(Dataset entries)
[Start of Attachment]

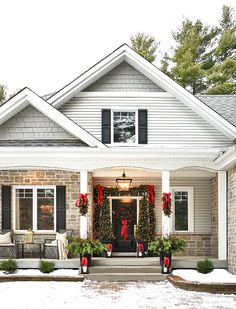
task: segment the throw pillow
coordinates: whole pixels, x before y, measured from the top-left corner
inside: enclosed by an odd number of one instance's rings
[[[10,232],[0,235],[0,244],[12,244]]]

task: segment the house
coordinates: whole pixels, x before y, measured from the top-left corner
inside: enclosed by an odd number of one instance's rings
[[[0,227],[19,239],[29,226],[39,239],[79,229],[75,200],[88,192],[91,237],[93,190],[124,170],[155,186],[156,233],[236,273],[235,140],[236,96],[195,97],[124,44],[51,96],[25,88],[0,107]],[[111,213],[122,203],[138,213],[139,196],[110,197]]]

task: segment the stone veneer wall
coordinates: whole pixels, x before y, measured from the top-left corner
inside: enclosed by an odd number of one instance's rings
[[[0,171],[0,205],[2,185],[42,185],[42,186],[66,186],[66,228],[73,229],[79,234],[80,215],[75,207],[75,200],[78,198],[80,190],[80,173],[62,170],[7,170]],[[88,175],[88,193],[89,193],[89,210],[88,210],[88,234],[92,235],[92,175]],[[13,206],[13,200],[12,200]],[[13,209],[13,207],[12,207]],[[13,214],[12,214],[13,222]],[[2,226],[2,218],[0,211],[0,226]],[[13,228],[13,226],[12,226]],[[17,240],[23,240],[23,234],[16,236]],[[43,238],[53,238],[54,235],[35,234],[37,240]]]
[[[211,254],[218,256],[218,177],[211,180]]]
[[[236,165],[228,172],[228,269],[236,274]]]

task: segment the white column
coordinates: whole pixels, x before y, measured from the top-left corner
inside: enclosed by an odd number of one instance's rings
[[[170,171],[162,171],[162,193],[170,192]],[[170,234],[170,218],[162,212],[162,236],[167,237]]]
[[[218,259],[227,258],[227,174],[218,172]]]
[[[80,171],[80,193],[88,192],[88,171]],[[80,216],[80,237],[88,237],[88,219],[87,216]]]

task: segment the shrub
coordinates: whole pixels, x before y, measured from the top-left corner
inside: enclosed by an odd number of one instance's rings
[[[0,263],[0,269],[4,270],[4,273],[13,274],[17,271],[18,265],[15,260],[9,259]]]
[[[40,261],[39,262],[39,270],[41,273],[49,274],[54,271],[55,264],[53,262]]]
[[[210,260],[205,259],[204,261],[197,262],[197,271],[202,274],[208,274],[214,269],[213,263]]]

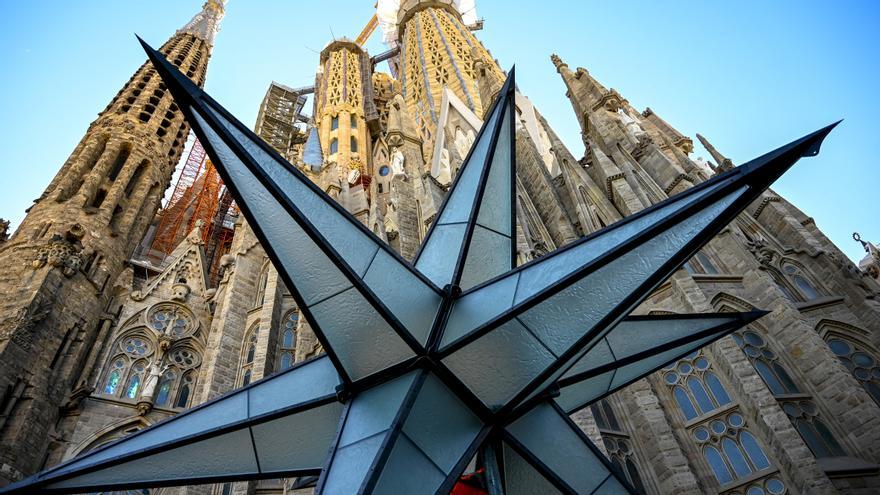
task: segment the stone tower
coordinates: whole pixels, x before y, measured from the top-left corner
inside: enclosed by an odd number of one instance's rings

[End of Attachment]

• Problem requirements
In this exercise, set down all of the data exactly, without the pictures.

• Response to this task
task: segment the throw pillow
coordinates: whole pixels, x before y, measured from the top-left corner
inside: enclosed by an odd number of one instance's rings
[[[10,232],[0,235],[0,244],[12,244]]]

task: segment the house
coordinates: whole pixels, x before y, measured from the top-left corner
inside: enclosed by an odd number of one instance's rings
[[[0,227],[19,239],[29,226],[39,239],[79,229],[75,200],[88,192],[91,237],[93,190],[124,170],[155,186],[156,233],[236,273],[235,140],[236,96],[195,97],[124,44],[51,96],[25,88],[0,107]],[[111,213],[122,203],[138,213],[139,196],[110,197]]]

task: segment the stone veneer wall
coordinates: whole pixels, x before y, measured from the top-left corner
inside: enclosed by an odd number of one instance's rings
[[[0,171],[0,205],[2,185],[42,185],[42,186],[66,186],[66,228],[73,229],[79,234],[80,215],[75,207],[75,200],[78,198],[80,190],[80,173],[62,170],[7,170]],[[88,175],[88,193],[89,193],[89,210],[88,210],[88,234],[92,235],[92,175]],[[13,206],[13,200],[12,200]],[[13,209],[13,207],[12,207]],[[13,214],[12,214],[13,222]],[[2,226],[2,218],[0,211],[0,226]],[[13,228],[13,226],[12,226]],[[17,240],[23,240],[23,234],[16,236]],[[43,238],[53,238],[54,235],[35,234],[37,240]]]
[[[211,254],[218,256],[218,177],[211,180]]]
[[[236,165],[228,172],[228,269],[236,274]]]

task: segment the white column
coordinates: whole pixels, x before y, measured from the top-left corner
inside: enclosed by an odd number of one instance's rings
[[[170,171],[162,171],[162,193],[170,192]],[[170,234],[170,218],[162,212],[162,236],[167,237]]]
[[[218,259],[227,258],[227,174],[218,172]]]
[[[80,171],[80,193],[88,192],[88,171]],[[80,216],[80,237],[88,237],[88,219],[87,216]]]

task: segment the shrub
coordinates: whole pixels, x before y, measured from the top-left corner
inside: enclosed by an odd number of one instance's rings
[[[0,263],[0,269],[4,270],[4,273],[13,274],[17,271],[18,265],[15,260],[9,259]]]
[[[40,261],[39,262],[39,270],[41,273],[49,274],[54,271],[55,264],[53,262]]]
[[[210,260],[205,259],[204,261],[197,262],[197,271],[202,274],[208,274],[214,269],[213,263]]]

task: segment the stone tower
coordinates: whole pixels, x before y, measured from the top-left corner
inside: enclosed by an odd number of one instance's rings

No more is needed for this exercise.